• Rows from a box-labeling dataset
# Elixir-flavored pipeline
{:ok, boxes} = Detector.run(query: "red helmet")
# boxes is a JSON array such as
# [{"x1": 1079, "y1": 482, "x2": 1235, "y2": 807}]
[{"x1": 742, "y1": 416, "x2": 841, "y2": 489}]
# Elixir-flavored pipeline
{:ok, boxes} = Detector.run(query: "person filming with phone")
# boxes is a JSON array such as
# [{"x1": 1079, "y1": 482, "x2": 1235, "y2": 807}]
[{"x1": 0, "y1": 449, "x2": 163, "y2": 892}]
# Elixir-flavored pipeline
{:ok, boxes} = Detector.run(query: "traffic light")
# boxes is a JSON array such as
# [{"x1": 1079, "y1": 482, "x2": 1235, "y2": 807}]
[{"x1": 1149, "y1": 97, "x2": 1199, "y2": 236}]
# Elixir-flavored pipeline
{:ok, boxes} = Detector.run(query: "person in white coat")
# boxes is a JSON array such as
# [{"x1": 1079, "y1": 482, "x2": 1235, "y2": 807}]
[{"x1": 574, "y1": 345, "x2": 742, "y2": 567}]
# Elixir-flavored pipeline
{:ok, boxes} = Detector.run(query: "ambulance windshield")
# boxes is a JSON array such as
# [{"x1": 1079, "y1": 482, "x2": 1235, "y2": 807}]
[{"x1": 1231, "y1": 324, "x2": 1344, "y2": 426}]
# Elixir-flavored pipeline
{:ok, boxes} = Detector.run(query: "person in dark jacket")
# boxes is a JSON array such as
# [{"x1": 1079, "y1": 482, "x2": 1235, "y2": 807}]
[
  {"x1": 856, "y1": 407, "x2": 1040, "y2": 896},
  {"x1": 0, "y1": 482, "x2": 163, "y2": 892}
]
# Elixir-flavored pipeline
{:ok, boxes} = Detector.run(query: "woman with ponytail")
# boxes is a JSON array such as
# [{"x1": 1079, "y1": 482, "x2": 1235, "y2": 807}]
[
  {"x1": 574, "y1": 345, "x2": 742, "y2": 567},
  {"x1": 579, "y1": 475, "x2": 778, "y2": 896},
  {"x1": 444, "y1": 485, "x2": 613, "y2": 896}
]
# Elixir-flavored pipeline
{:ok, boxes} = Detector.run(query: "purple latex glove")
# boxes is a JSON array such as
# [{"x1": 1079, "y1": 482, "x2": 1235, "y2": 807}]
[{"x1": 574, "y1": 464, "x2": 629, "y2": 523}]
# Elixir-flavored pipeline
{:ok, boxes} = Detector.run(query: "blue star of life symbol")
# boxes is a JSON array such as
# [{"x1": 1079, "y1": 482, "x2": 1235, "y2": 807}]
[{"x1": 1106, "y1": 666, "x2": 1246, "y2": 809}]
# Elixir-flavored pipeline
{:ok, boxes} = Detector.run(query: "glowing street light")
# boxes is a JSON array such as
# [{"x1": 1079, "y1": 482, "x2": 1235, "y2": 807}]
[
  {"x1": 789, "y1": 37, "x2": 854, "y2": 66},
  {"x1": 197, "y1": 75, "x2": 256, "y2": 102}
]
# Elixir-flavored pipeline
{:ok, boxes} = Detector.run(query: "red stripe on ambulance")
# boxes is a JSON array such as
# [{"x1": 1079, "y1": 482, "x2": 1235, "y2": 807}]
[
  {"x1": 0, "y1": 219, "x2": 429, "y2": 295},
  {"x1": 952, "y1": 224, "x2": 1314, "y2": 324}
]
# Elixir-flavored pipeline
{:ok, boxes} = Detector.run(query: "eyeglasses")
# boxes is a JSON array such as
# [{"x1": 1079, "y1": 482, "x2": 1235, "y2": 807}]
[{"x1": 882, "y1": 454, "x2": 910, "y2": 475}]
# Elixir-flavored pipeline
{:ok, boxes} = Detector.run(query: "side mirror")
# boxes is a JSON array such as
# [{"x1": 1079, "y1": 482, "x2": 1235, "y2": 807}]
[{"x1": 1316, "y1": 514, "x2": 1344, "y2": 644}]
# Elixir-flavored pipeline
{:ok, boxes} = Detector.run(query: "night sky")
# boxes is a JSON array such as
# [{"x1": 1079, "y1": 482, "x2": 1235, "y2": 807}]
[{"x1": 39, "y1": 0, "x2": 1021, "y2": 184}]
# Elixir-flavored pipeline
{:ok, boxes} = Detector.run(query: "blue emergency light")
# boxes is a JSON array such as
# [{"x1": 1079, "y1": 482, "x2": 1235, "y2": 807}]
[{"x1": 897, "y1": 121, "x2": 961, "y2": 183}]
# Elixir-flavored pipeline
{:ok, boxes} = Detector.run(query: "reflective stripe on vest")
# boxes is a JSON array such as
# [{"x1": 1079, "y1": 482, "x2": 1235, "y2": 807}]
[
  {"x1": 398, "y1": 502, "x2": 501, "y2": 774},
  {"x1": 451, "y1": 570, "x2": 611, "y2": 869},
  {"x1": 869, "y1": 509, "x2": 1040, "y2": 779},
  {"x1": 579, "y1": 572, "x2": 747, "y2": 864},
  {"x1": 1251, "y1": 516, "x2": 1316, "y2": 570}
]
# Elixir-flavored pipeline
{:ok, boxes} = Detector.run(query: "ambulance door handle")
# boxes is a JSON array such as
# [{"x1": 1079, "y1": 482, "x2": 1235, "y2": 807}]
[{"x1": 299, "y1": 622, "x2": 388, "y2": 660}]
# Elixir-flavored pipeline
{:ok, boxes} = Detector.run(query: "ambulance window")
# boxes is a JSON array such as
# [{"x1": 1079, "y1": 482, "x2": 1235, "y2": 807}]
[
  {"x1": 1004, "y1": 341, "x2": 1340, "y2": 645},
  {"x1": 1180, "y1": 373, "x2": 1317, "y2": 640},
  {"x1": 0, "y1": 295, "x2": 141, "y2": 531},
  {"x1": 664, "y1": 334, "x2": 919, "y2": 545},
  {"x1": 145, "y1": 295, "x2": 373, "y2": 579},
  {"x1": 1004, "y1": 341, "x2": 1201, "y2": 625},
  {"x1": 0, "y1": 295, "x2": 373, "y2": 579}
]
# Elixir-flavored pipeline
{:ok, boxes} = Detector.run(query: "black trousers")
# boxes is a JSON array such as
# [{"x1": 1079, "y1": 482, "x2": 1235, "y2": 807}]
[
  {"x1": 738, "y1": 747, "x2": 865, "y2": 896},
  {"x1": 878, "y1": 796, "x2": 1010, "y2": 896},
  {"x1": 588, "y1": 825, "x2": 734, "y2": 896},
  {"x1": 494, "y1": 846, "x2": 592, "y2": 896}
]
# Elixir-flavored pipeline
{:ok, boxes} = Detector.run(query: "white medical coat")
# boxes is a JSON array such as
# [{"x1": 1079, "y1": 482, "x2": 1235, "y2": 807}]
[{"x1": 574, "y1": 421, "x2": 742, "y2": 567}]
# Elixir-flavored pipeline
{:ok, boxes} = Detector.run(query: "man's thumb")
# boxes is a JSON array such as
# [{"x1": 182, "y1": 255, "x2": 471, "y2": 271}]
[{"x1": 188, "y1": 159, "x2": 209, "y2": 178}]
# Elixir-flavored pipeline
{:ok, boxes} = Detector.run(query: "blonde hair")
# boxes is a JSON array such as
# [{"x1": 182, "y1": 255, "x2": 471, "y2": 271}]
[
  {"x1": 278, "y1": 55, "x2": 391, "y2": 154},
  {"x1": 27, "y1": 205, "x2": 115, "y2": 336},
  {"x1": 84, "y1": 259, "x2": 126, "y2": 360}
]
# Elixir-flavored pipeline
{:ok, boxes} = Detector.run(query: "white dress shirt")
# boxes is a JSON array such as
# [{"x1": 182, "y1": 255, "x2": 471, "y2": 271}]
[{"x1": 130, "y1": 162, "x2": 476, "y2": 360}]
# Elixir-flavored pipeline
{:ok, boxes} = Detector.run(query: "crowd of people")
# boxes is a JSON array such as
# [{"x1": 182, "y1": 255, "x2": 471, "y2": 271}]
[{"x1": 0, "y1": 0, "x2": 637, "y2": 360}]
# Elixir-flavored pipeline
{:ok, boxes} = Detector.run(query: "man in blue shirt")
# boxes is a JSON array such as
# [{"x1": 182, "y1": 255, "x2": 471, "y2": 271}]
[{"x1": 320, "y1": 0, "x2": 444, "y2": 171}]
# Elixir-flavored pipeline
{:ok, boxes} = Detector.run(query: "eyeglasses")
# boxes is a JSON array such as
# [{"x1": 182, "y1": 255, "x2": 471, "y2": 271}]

• WRITTEN INSTRUCTION
Show every line of the records above that contains the string "ambulance", matching case exactly.

• OUTPUT
{:ok, boxes} = Detector.run(query: "ambulance windshield")
{:ok, boxes} = Detector.run(query: "red stripe on ambulance")
{:ok, boxes} = Detector.run(query: "ambulance door handle")
{:ok, boxes} = Detector.run(query: "ambulance window")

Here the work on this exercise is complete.